Your DM is using a very difficult-to-employ house rule, though it may make sense to him. Ask him if when a Wizard casts fireball if everyone in that area at the time is affected, or everyone who was in the area, or everyone who will be later that same round in the area.

It seems like he is selectively using simultaneous combat rules; does he rule fireballs this way as well?

Turn-based combat is an abstraction he might not like, but it's built for simplicity, consistency, and ease of use. If he tries to make combat simultaneous it will be either horribly complicated or inconsistent. Either way will lead to problems, such as the one you find yourself involved in.
 

The rules assume everything happens in sequence. However:

In the case of the hiding ranger, your DM is mistaken. Since the attackers shoot at the ranger while he is still hiding, he gets the cover bonus. Instead, the attackers could ready an action to wait until he leaves the cover.

In the case of the moving skeleton, i'd say your DM is right. Handling combat in sequence does not mean your mount isn't moving outside it's turn.
However, since you jump off of the mount, you are considered moving at the same speed as the mount (being propelled forward by momentum) and thus could jump off and then inside. I would, however, let you make jump and/or tumble checks to pull that off. (Think about jumping off of a train roof and then jump inside through an open door....)

Extracted data entries
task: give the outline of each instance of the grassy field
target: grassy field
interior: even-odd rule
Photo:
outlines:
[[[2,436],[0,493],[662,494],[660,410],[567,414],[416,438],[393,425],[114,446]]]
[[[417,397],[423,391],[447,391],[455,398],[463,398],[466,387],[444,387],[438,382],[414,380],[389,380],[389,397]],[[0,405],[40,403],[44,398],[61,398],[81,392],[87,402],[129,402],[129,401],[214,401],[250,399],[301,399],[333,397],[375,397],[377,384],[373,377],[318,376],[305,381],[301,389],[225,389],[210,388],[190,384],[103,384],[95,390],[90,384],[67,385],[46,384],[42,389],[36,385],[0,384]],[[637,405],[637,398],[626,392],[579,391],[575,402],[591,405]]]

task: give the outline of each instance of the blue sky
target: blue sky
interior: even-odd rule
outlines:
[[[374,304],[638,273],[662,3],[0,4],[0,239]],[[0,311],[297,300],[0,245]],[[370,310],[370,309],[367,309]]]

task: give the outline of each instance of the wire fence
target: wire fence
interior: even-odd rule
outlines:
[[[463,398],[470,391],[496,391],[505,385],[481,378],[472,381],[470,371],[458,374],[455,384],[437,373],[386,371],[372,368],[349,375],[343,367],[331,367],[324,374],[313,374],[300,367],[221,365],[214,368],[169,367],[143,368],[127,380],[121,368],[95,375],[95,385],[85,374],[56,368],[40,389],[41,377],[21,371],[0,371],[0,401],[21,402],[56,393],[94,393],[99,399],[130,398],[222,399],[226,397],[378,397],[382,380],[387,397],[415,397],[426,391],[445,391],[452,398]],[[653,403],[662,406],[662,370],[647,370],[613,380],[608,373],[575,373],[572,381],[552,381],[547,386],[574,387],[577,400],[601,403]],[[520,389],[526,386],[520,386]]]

YOUR OBJECTIVE -
Render this sentence from the combat-rules text in Spanish: "Turn-based combat is an abstraction he might not like, but it's built for simplicity, consistency, and ease of use."

FINISHED ANSWER -
El combate por turnos es una abstracción que quizá no le guste, pero está diseñado para la simplicidad, la coherencia y la facilidad de uso.